* _ABOUT THIS TASK_
Transcribe the whole listing below. Pictures do not go in the copy.

************

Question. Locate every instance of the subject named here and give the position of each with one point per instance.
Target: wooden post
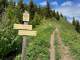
(24, 43)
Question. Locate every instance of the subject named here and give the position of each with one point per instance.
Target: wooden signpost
(24, 30)
(29, 33)
(21, 26)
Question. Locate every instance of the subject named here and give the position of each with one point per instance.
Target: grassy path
(64, 51)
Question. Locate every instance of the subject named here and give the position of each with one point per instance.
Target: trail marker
(28, 33)
(21, 26)
(24, 31)
(26, 16)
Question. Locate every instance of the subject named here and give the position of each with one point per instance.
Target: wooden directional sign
(26, 16)
(28, 33)
(22, 26)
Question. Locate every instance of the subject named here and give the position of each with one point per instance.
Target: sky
(68, 8)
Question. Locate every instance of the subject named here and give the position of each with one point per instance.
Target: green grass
(38, 47)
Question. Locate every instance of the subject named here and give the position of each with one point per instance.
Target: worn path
(64, 51)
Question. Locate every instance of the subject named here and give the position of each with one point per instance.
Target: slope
(38, 47)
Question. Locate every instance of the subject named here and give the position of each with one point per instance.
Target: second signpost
(25, 30)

************

* _TASK RESPONSE_
Question. Locate every instance of the subject named here and give the position of each with one point per instance.
Target: wooden post
(24, 43)
Question. Locate every instance of the subject named here and give the position of each with one point per instance.
Target: wooden signpost
(24, 30)
(29, 33)
(21, 26)
Question. Locate every instance of the subject named here and give the position of each with one point per instance.
Target: grassy path
(64, 51)
Question. Locate every instance of the subject named here and give the position of each with one point per instance.
Target: trail marker
(28, 33)
(21, 26)
(24, 31)
(26, 16)
Question. Locate every instance of the subject named here and give the position of each with one point per instance.
Target: wooden directional sign
(26, 16)
(28, 33)
(22, 26)
Question. Locate every instance of the subject named here and give the position of each with one point per instance.
Target: sky
(68, 8)
Question. Locate every instance of the subject named here and give the position of each with one point per instance.
Target: green grass
(38, 47)
Question. Locate every instance of the subject named here and give the position of each with one point per instance.
Target: worn path
(64, 51)
Question. Locate every instance of the subject named here and give the position of each with one point per instance.
Target: slope
(38, 47)
Question. Locate every instance of the subject named here and give the position of each with one point per instance.
Target: second signpost
(25, 30)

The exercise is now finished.